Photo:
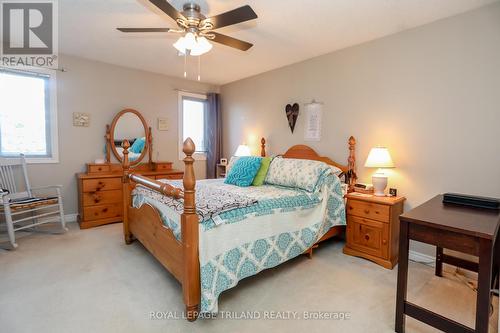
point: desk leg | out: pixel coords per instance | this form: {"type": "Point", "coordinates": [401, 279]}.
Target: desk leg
{"type": "Point", "coordinates": [439, 261]}
{"type": "Point", "coordinates": [402, 277]}
{"type": "Point", "coordinates": [484, 283]}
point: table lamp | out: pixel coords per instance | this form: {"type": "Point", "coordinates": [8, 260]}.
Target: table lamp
{"type": "Point", "coordinates": [243, 150]}
{"type": "Point", "coordinates": [379, 157]}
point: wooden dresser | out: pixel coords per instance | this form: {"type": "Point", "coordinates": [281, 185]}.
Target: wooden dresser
{"type": "Point", "coordinates": [373, 228]}
{"type": "Point", "coordinates": [100, 195]}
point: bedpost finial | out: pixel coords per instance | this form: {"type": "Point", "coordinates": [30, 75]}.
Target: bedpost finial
{"type": "Point", "coordinates": [188, 148]}
{"type": "Point", "coordinates": [125, 146]}
{"type": "Point", "coordinates": [352, 141]}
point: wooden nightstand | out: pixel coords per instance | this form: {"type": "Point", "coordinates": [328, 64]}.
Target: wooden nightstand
{"type": "Point", "coordinates": [373, 228]}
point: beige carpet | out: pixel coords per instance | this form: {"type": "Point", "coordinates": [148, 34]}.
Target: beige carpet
{"type": "Point", "coordinates": [90, 281]}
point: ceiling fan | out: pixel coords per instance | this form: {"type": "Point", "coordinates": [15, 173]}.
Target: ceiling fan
{"type": "Point", "coordinates": [198, 29]}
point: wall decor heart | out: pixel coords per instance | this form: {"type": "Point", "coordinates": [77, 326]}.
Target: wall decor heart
{"type": "Point", "coordinates": [292, 113]}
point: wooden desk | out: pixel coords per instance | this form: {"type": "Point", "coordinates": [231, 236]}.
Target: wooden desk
{"type": "Point", "coordinates": [468, 230]}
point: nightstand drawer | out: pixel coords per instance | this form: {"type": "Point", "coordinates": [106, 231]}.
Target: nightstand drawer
{"type": "Point", "coordinates": [368, 236]}
{"type": "Point", "coordinates": [102, 184]}
{"type": "Point", "coordinates": [369, 210]}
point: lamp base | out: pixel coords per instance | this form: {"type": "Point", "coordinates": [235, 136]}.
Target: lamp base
{"type": "Point", "coordinates": [379, 182]}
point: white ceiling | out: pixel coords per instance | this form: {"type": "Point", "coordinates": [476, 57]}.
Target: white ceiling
{"type": "Point", "coordinates": [287, 31]}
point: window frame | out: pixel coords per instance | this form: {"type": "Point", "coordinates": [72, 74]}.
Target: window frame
{"type": "Point", "coordinates": [200, 156]}
{"type": "Point", "coordinates": [52, 133]}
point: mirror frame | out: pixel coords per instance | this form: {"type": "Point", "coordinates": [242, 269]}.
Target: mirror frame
{"type": "Point", "coordinates": [147, 135]}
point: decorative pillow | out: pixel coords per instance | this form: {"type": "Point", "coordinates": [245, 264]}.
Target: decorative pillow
{"type": "Point", "coordinates": [243, 171]}
{"type": "Point", "coordinates": [232, 160]}
{"type": "Point", "coordinates": [297, 173]}
{"type": "Point", "coordinates": [138, 145]}
{"type": "Point", "coordinates": [261, 174]}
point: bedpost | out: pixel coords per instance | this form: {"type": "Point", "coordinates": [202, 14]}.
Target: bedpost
{"type": "Point", "coordinates": [126, 191]}
{"type": "Point", "coordinates": [189, 229]}
{"type": "Point", "coordinates": [351, 173]}
{"type": "Point", "coordinates": [263, 147]}
{"type": "Point", "coordinates": [108, 144]}
{"type": "Point", "coordinates": [150, 147]}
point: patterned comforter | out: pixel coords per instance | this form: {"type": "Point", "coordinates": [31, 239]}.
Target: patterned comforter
{"type": "Point", "coordinates": [274, 224]}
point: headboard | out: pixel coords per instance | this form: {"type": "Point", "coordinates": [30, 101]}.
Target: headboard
{"type": "Point", "coordinates": [307, 153]}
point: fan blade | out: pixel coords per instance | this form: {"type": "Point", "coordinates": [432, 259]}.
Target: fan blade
{"type": "Point", "coordinates": [168, 9]}
{"type": "Point", "coordinates": [231, 17]}
{"type": "Point", "coordinates": [230, 41]}
{"type": "Point", "coordinates": [143, 29]}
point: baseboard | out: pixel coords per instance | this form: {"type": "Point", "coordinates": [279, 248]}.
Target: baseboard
{"type": "Point", "coordinates": [67, 218]}
{"type": "Point", "coordinates": [422, 258]}
{"type": "Point", "coordinates": [71, 217]}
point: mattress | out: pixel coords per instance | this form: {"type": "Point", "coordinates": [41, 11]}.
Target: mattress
{"type": "Point", "coordinates": [282, 224]}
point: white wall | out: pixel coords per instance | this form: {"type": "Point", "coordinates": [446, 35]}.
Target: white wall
{"type": "Point", "coordinates": [431, 95]}
{"type": "Point", "coordinates": [103, 90]}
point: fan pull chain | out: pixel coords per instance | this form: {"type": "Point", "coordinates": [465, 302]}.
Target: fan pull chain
{"type": "Point", "coordinates": [185, 63]}
{"type": "Point", "coordinates": [199, 68]}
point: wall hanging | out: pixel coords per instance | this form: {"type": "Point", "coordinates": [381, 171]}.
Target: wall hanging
{"type": "Point", "coordinates": [312, 127]}
{"type": "Point", "coordinates": [292, 113]}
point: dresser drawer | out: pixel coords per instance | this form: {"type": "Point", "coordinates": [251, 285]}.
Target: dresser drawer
{"type": "Point", "coordinates": [102, 197]}
{"type": "Point", "coordinates": [101, 184]}
{"type": "Point", "coordinates": [98, 168]}
{"type": "Point", "coordinates": [369, 210]}
{"type": "Point", "coordinates": [102, 211]}
{"type": "Point", "coordinates": [161, 166]}
{"type": "Point", "coordinates": [368, 236]}
{"type": "Point", "coordinates": [174, 176]}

(How to complete this task): Transcribe the whole listing, character for character, but not its images.

(Answer to the problem):
Photo:
point: desk leg | out: pixel coords per instance | this form: {"type": "Point", "coordinates": [401, 279]}.
Target: desk leg
{"type": "Point", "coordinates": [439, 261]}
{"type": "Point", "coordinates": [402, 277]}
{"type": "Point", "coordinates": [484, 283]}
point: table lamp | out: pixel coords per instance | this form: {"type": "Point", "coordinates": [8, 260]}.
Target: table lamp
{"type": "Point", "coordinates": [243, 150]}
{"type": "Point", "coordinates": [379, 157]}
point: wooden dresser | out: pixel coords per instance | this form: {"type": "Point", "coordinates": [281, 185]}.
Target: wooden dresser
{"type": "Point", "coordinates": [373, 228]}
{"type": "Point", "coordinates": [100, 195]}
point: bedpost finial | out: pixel coords per instance | this form: {"type": "Point", "coordinates": [30, 75]}.
Target: bedpost finial
{"type": "Point", "coordinates": [188, 148]}
{"type": "Point", "coordinates": [125, 146]}
{"type": "Point", "coordinates": [352, 141]}
point: wooden nightstand | out: pixel coords per instance | this form: {"type": "Point", "coordinates": [328, 64]}.
Target: wooden nightstand
{"type": "Point", "coordinates": [373, 228]}
point: beige carpet | out: pixel coords per instance | this form: {"type": "Point", "coordinates": [148, 34]}.
Target: beige carpet
{"type": "Point", "coordinates": [90, 281]}
point: ceiling fan | out: pixel coords per instance | this form: {"type": "Point", "coordinates": [15, 173]}.
Target: ceiling fan
{"type": "Point", "coordinates": [198, 29]}
point: wall decor heart | out: pixel coords per instance | this form: {"type": "Point", "coordinates": [77, 326]}.
Target: wall decor heart
{"type": "Point", "coordinates": [292, 113]}
point: wooden desk | out: pixel coords per instance | this form: {"type": "Point", "coordinates": [231, 236]}.
Target: wooden desk
{"type": "Point", "coordinates": [468, 230]}
point: nightstand drawer | out: pixel coords per instance | this form: {"type": "Point", "coordinates": [106, 231]}.
Target: nightstand drawer
{"type": "Point", "coordinates": [368, 236]}
{"type": "Point", "coordinates": [102, 184]}
{"type": "Point", "coordinates": [369, 210]}
point: lamp base | out: pixel coords per instance | this form: {"type": "Point", "coordinates": [235, 136]}.
Target: lamp base
{"type": "Point", "coordinates": [379, 182]}
point: white ceiling | out: pixel coords per instance | this form: {"type": "Point", "coordinates": [476, 57]}.
Target: white ceiling
{"type": "Point", "coordinates": [287, 31]}
point: window frame | out: pixel coords per instance | this form: {"type": "Point", "coordinates": [72, 74]}.
Target: window frame
{"type": "Point", "coordinates": [200, 156]}
{"type": "Point", "coordinates": [52, 133]}
point: mirror frame | out: pixel coords per instance | this form: {"type": "Point", "coordinates": [242, 269]}.
Target: mirror frame
{"type": "Point", "coordinates": [147, 135]}
point: decorative pillow | out: pixel coords per instance | this form: {"type": "Point", "coordinates": [245, 264]}.
Target: decorative pillow
{"type": "Point", "coordinates": [243, 171]}
{"type": "Point", "coordinates": [232, 160]}
{"type": "Point", "coordinates": [297, 173]}
{"type": "Point", "coordinates": [138, 145]}
{"type": "Point", "coordinates": [261, 174]}
point: bedpost | out: pixel coords per instance | this form: {"type": "Point", "coordinates": [202, 14]}.
Target: bedpost
{"type": "Point", "coordinates": [126, 191]}
{"type": "Point", "coordinates": [189, 229]}
{"type": "Point", "coordinates": [351, 173]}
{"type": "Point", "coordinates": [263, 147]}
{"type": "Point", "coordinates": [108, 144]}
{"type": "Point", "coordinates": [150, 147]}
point: patterned comforter | out: pixel coords per instance | this form: {"type": "Point", "coordinates": [31, 239]}.
Target: patterned comforter
{"type": "Point", "coordinates": [274, 224]}
point: headboard | out: pixel coords per instance | this form: {"type": "Point", "coordinates": [30, 101]}.
Target: headboard
{"type": "Point", "coordinates": [307, 153]}
point: fan blade | out: pixel coords per instance | this form: {"type": "Point", "coordinates": [432, 259]}.
Target: fan blade
{"type": "Point", "coordinates": [168, 9]}
{"type": "Point", "coordinates": [231, 17]}
{"type": "Point", "coordinates": [230, 41]}
{"type": "Point", "coordinates": [143, 29]}
point: baseboard | out: pixel coords per instance | this form: {"type": "Point", "coordinates": [279, 248]}.
Target: baseboard
{"type": "Point", "coordinates": [67, 218]}
{"type": "Point", "coordinates": [422, 258]}
{"type": "Point", "coordinates": [71, 217]}
point: mattress | out: pixel coords per instance | this form: {"type": "Point", "coordinates": [41, 11]}.
Target: mattress
{"type": "Point", "coordinates": [282, 224]}
point: white wall | out: pixel coords per instance | this form: {"type": "Point", "coordinates": [446, 35]}.
Target: white wall
{"type": "Point", "coordinates": [431, 95]}
{"type": "Point", "coordinates": [103, 90]}
point: fan pull chain | out: pixel coords per instance | this form: {"type": "Point", "coordinates": [465, 302]}.
Target: fan pull chain
{"type": "Point", "coordinates": [185, 63]}
{"type": "Point", "coordinates": [199, 68]}
point: wall hanging | out: pixel coords per instance | this form: {"type": "Point", "coordinates": [381, 171]}.
Target: wall hanging
{"type": "Point", "coordinates": [312, 127]}
{"type": "Point", "coordinates": [292, 113]}
point: dresser drawer | out: pixel coords per instance | this form: {"type": "Point", "coordinates": [251, 285]}.
Target: dresser drawer
{"type": "Point", "coordinates": [102, 197]}
{"type": "Point", "coordinates": [101, 184]}
{"type": "Point", "coordinates": [98, 168]}
{"type": "Point", "coordinates": [369, 210]}
{"type": "Point", "coordinates": [102, 211]}
{"type": "Point", "coordinates": [161, 166]}
{"type": "Point", "coordinates": [368, 236]}
{"type": "Point", "coordinates": [174, 176]}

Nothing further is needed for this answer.